* _Tekstfragment_

◆ ◆ ◆ ◆ ◆ ◆ ◆

We ervaren het landschap nog altijd in belangrijke mate als een ‘bevroren schilderij’ uit het verleden, een ingekaderde blik met de bijbehorende codes die binnen de schilderkunst (en later de fotografie) zijn ontwikkeld, dat wil zeggen: als een tweedimensionale compositie met voor- en achtergrond, repoussoirs en stoffering.
Maar het hedendaagse landschap is maakbaar en heeft niets met de stilstaande en ingekaderde beelden uit de schilderkunst van doen. In zijn materiële gedaante is het landschap grotendeels een functie geworden van planologische ontwerp-strategieën. In toenemende mate is sprake van een integratie van architectuur, stedenbouw en landschapsarchitectuur als één discipline, waarbij ook sociologische, cultuurhistorische, archeologische, ecologische en economische aspecten binnen één totaalvisie worden geïntegreerd.

◆ ◆ ◆ ◆ ◆ ◆ ◆

* _Oefenmateriaal_
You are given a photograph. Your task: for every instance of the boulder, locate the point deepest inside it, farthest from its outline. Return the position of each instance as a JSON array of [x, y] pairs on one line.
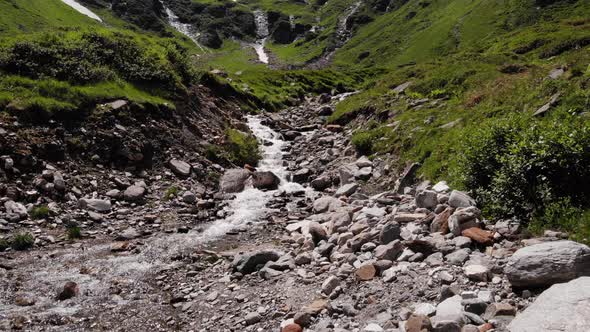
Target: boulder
[[265, 180], [548, 263], [347, 190], [248, 263], [98, 205], [562, 307], [427, 199], [179, 167], [134, 193], [234, 180], [321, 183], [460, 199]]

◆ ◆ ◆ ◆ ◆ ◆ ◆

* _Opdracht_
Geef het tekstfragment over het landschap volledig en woordelijk terug.

* _Antwoord_
We ervaren het landschap nog altijd in belangrijke mate als een ‘bevroren schilderij’ uit het verleden, een ingekaderde blik met de bijbehorende codes die binnen de schilderkunst (en later de fotografie) zijn ontwikkeld, dat wil zeggen: als een tweedimensionale compositie met voor- en achtergrond, repoussoirs en stoffering.
Maar het hedendaagse landschap is maakbaar en heeft niets met de stilstaande en ingekaderde beelden uit de schilderkunst van doen. In zijn materiële gedaante is het landschap grotendeels een functie geworden van planologische ontwerp-strategieën. In toenemende mate is sprake van een integratie van architectuur, stedenbouw en landschapsarchitectuur als één discipline, waarbij ook sociologische, cultuurhistorische, archeologische, ecologische en economische aspecten binnen één totaalvisie worden geïntegreerd.